- **Aufgabenstellung**: Geben Sie aus dem Text zur Geschäftsfähigkeit alles von „Ob Horst Adolf“ bis hinunter zu „hinreichend verläßlich beurteilte.“ wieder und benennen Sie dabei „Sachverständigen“ in „Gutachters“ um.

-------- Text des Dokuments --------

Ob Horst Adolf M*** zum Zeitpunkt des Vertragsabschlusses Ende April 1984 geschäftsfähig war, konnte nicht festgestellt werden. Den Ausführungen des Erstgerichtes zur Beweiswürdigung kann dazu entnommen werden, daß es den bei der Untersuchung am 20.Februar 1984 erhobenen Befund des Sachverständigen nicht als hinreichend verläßlich beurteilte.

Auf Grund dieser Tatsachenfeststellungen ging das Erstgericht in rechtlicher Hinsicht davon aus, daß die klagende Partei den Beweis der Geschäftsunfähigkeit nicht erbracht habe, sodaß der strittige Aufhebungsvertrag rechtswirksam sei.

Das Berufungsgericht hob das Urteil des Erstgerichtes unter Rechtskraftvorbehalt auf und sprach aus, daß der Wert des Streitgegenstandes 15.000 S, nicht aber 300.000 S übersteigt. Das Berufungsgericht war der Auffassung, daß wegen der hervorgekommenen Indizien für eine Geschäftsunfähigkeit mehrere Beweisanträge der klagenden Partei nicht hätten abgelehnt werden dürfen.

Es müßten daher die Frau des verstorbenen Horst Adolf M***, sein Sohn Manfred M***, der behandelnde Oberarzt Dr.G***, der Primarius Dr.Otto S***, der Arzt Dr.N.M*** und ein Internist aus der Fachrichtung der Laborbefunde vernommen werden. Erst diese Erweiterung der Entscheidungsgrundlagen erlaube einen gesicherten rechtlichen Schluß auf die Geschäftsfähigkeit.

Sollte sich im neuen Rechtsgang die Geschäftsunfähigkeit herausstellen, müßten auch die näheren Umstände untersucht werden, die für ein Zusammenspiel des Beklagten mit Dr.Ernst R***, aber auch für ein schon durch Besitz verstärktes Forderungsrecht des Horst Adolf M*** sprächen, damit nach den Grundsätzen über den sogenannten Doppelverkauf beurteilt werden könne, ob eine Schadenersatzpflicht bestehe.

-------- Bereitgestelltes Material --------

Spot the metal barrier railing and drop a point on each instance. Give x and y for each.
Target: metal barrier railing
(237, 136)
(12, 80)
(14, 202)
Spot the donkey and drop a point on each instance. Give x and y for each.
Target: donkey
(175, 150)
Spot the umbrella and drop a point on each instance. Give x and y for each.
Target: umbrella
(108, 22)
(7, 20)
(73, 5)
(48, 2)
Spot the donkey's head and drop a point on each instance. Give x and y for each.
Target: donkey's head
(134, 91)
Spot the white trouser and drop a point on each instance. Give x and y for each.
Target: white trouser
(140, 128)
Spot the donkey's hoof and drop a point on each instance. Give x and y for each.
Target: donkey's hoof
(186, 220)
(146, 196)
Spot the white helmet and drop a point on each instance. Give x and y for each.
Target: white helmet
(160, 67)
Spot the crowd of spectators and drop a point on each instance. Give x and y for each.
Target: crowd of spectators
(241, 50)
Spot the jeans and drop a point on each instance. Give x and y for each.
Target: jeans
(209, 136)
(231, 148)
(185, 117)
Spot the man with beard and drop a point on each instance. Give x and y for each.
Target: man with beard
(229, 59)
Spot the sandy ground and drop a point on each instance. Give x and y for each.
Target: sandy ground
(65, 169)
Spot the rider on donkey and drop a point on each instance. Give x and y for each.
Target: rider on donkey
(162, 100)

--------

- **Lösung der Aufgabe**:
Ob Horst Adolf M*** zum Zeitpunkt des Vertragsabschlusses Ende April 1984 geschäftsfähig war, konnte nicht festgestellt werden. Den Ausführungen des Erstgerichtes zur Beweiswürdigung kann dazu entnommen werden, daß es den bei der Untersuchung am 20.Februar 1984 erhobenen Befund des Gutachters nicht als hinreichend verläßlich beurteilte.